Find where "Look at the image and identify where the vintage" appears in the records below, then return that line and every later line exactly, stopping only at the last line.

BEGIN Records supplied

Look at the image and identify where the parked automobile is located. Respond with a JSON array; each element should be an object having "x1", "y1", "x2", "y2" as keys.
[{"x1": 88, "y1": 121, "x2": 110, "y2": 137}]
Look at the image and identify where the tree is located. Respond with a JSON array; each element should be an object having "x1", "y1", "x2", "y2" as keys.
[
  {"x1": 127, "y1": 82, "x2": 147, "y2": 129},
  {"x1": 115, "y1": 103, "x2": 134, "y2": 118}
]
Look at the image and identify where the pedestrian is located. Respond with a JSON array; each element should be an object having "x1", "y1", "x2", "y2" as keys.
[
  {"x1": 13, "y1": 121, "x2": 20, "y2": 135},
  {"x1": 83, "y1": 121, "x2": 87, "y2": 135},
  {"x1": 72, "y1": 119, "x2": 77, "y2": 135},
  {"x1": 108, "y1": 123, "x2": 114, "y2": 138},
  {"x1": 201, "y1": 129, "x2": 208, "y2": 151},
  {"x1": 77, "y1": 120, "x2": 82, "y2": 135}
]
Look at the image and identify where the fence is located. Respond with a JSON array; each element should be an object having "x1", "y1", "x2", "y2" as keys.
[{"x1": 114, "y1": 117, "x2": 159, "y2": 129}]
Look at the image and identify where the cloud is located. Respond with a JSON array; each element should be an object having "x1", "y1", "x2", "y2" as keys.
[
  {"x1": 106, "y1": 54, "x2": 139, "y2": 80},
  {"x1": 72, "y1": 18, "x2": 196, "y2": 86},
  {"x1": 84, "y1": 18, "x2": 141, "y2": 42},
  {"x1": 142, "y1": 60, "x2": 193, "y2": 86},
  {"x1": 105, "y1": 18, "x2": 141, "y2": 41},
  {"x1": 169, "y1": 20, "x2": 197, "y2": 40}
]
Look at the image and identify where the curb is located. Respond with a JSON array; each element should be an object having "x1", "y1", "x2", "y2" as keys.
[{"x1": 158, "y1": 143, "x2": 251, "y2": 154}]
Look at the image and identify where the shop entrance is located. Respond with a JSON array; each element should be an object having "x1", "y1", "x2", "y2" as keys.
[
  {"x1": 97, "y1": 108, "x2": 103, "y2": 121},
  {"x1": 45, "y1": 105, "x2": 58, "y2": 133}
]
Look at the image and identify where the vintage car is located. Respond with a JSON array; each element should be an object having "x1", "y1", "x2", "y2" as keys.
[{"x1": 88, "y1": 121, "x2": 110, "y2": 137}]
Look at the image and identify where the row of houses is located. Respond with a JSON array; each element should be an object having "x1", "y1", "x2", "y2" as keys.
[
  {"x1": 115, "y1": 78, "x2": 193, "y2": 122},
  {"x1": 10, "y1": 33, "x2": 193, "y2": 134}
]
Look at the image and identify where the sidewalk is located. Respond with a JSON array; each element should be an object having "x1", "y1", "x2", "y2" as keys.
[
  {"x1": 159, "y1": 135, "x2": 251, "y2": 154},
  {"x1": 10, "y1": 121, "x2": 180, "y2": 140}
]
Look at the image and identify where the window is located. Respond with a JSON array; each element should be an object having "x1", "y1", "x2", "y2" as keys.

END Records supplied

Answer box:
Look at the image and identify where the vintage car is located. Respond with a JSON array; each element should be an object having "x1", "y1", "x2", "y2" as keys.
[{"x1": 88, "y1": 121, "x2": 110, "y2": 137}]
Look at the image and identify where the row of houses is located. Respond with a JSON array; each element should be an object having "x1", "y1", "x2", "y2" as keys.
[
  {"x1": 115, "y1": 78, "x2": 193, "y2": 122},
  {"x1": 10, "y1": 33, "x2": 193, "y2": 134}
]
Look at the image and identify where the sidewalk is located. Respond with a JSON array; each element should be an object having "x1", "y1", "x2", "y2" as keys.
[
  {"x1": 159, "y1": 135, "x2": 251, "y2": 154},
  {"x1": 10, "y1": 121, "x2": 180, "y2": 140}
]
Look at the image and identify where the window is located. Respond with a JSON array; each element should be an object having "x1", "y1", "x2", "y2" as keys.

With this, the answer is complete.